● **Activity**: Set down all of the data again, character for character.

--------------------------------------------------

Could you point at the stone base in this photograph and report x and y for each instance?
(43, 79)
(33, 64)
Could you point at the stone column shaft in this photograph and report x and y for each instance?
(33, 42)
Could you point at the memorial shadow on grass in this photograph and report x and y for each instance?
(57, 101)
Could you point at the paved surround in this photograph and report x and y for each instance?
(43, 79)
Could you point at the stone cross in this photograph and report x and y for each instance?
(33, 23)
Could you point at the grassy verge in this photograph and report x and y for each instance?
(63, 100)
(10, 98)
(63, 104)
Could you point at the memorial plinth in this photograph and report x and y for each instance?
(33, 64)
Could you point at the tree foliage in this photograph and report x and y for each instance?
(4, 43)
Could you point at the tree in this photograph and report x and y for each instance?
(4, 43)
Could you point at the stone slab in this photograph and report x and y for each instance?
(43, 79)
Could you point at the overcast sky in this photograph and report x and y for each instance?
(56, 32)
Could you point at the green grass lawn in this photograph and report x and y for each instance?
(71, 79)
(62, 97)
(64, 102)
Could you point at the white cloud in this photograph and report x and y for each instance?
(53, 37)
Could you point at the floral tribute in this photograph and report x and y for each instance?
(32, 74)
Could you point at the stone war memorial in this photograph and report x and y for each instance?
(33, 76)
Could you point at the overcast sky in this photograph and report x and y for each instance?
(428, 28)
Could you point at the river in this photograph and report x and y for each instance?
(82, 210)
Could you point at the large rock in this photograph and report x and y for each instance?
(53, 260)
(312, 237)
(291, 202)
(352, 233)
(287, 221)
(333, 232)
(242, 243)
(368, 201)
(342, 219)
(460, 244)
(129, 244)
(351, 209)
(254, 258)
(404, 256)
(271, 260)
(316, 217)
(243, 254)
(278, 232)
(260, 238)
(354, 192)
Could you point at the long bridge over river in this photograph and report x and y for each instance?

--------------------------------------------------

● **Solution to this task**:
Could you point at the stone base in this photograph and report x and y for each instance?
(43, 79)
(33, 64)
Could you point at the stone column shaft in this photograph and report x and y for each instance?
(33, 42)
Could you point at the memorial shadow on grass in this photograph and report x and y for each instance?
(57, 101)
Could you point at the paved surround in this photograph and report x and y for each instance?
(43, 79)
Could you point at the stone cross in this photograph and report x and y for each instance?
(33, 23)
Could you point at the grassy verge in this photograph and report x and y for each instance?
(63, 100)
(10, 98)
(63, 104)
Could you point at the memorial plinth in this photograph and report x and y for each instance?
(33, 64)
Could you point at the tree foliage in this photograph and report x and y for each instance?
(4, 43)
Could you point at the tree in this photograph and report x and y for each instance?
(4, 43)
Could you point at the stone slab in this photograph and report x and y for each instance?
(43, 79)
Could you point at the overcast sky in this photograph and report x and y for each instance?
(56, 32)
Could you point at the green grass lawn in this photograph and report x and y for each instance?
(71, 79)
(62, 97)
(64, 102)
Could you point at the white cloud in this photograph and report x and y for each instance?
(53, 37)
Could you point at the floral tribute in this photograph and report x and y for each instance?
(32, 74)
Could you point at the stone war memorial in this photograph and report x and y for each instance?
(33, 76)
Could you point at the overcast sky in this photograph and report x and y for each instance?
(428, 28)
Could you point at the river in this photograph and report x and y for each instance?
(82, 210)
Could you point at the large rock in this photograph and report x and y for each instance?
(53, 260)
(312, 237)
(291, 202)
(352, 233)
(287, 221)
(333, 232)
(242, 243)
(368, 201)
(342, 219)
(460, 244)
(129, 244)
(351, 209)
(254, 258)
(404, 256)
(271, 260)
(316, 217)
(243, 254)
(278, 232)
(260, 238)
(354, 192)
Could you point at the long bridge over river in this photograph and report x and y for each instance?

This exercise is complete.